> [HOW TO COMPLETE THIS TASK] What is the number of lines in the data that include the string "stack"? Give it by itself.

[Natural-language object grounding data]
== Segment start ==
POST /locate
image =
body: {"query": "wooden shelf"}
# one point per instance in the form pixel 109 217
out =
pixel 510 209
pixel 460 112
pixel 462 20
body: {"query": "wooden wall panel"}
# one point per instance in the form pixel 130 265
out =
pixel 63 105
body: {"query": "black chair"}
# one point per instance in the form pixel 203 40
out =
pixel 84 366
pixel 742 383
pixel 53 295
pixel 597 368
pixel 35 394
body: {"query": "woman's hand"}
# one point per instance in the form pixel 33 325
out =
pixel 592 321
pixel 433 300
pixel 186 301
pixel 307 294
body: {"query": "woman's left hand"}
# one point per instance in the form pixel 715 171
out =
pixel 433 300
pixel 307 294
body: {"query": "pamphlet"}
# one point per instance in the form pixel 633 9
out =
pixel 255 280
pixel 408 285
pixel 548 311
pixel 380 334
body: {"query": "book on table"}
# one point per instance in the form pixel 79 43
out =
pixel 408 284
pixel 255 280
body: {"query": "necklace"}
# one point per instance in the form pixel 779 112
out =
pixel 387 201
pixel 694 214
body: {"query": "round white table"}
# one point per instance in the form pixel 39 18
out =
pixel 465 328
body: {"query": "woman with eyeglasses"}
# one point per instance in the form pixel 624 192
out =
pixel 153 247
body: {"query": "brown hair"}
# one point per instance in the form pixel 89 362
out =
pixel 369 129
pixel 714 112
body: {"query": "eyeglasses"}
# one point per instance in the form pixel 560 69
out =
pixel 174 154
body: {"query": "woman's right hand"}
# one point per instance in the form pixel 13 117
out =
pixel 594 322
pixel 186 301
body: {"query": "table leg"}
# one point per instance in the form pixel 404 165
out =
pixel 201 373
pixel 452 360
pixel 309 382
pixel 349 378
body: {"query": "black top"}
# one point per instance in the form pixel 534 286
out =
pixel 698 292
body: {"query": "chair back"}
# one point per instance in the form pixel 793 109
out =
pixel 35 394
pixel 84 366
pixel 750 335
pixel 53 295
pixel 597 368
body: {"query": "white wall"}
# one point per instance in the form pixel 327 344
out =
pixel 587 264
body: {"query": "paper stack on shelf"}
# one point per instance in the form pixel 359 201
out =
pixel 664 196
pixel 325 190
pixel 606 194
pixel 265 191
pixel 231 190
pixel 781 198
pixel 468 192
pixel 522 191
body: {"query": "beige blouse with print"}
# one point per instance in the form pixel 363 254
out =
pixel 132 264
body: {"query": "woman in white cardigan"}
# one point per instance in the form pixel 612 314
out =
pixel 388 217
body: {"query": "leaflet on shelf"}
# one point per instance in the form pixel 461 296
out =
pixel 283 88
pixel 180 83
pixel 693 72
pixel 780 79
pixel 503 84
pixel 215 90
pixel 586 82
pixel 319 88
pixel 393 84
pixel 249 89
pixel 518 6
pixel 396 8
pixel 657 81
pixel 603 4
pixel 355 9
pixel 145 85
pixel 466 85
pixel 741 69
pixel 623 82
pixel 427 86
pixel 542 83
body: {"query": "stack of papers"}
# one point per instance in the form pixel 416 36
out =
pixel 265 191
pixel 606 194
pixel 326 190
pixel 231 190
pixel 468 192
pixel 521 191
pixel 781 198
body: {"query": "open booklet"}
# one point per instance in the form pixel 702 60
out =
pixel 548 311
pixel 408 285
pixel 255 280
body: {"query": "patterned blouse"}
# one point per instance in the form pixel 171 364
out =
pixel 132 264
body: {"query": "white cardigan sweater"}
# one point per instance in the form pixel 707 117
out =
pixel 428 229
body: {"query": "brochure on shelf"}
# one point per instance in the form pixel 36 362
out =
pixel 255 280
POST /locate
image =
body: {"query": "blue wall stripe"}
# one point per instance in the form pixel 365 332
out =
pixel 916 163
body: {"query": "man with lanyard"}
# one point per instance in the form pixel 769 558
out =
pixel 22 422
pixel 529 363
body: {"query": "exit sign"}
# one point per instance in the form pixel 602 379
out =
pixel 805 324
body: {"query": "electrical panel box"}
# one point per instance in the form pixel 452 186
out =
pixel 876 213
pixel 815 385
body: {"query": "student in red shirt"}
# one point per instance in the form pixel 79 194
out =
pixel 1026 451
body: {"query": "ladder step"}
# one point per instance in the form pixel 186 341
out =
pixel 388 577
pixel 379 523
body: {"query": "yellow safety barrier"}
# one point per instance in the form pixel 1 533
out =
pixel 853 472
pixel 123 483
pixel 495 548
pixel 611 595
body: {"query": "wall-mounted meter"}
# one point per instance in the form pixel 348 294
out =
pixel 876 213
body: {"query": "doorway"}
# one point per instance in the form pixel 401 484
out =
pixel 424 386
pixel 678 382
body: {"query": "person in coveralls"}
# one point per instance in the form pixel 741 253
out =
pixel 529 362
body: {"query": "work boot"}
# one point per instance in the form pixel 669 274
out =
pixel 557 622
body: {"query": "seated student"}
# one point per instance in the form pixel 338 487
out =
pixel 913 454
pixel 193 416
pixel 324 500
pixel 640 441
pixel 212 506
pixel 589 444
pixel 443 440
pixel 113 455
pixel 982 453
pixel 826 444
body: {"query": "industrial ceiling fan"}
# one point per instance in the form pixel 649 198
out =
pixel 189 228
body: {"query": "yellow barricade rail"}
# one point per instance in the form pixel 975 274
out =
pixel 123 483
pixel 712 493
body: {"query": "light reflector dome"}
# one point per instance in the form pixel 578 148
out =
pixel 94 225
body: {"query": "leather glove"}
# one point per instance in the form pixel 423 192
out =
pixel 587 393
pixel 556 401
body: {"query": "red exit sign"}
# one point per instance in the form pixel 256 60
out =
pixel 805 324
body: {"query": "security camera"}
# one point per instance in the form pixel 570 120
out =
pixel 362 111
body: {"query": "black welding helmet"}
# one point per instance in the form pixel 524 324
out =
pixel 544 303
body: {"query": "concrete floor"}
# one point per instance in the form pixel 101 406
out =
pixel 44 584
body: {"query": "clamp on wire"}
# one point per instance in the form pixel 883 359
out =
== Segment end ==
> [TASK ANSWER] 2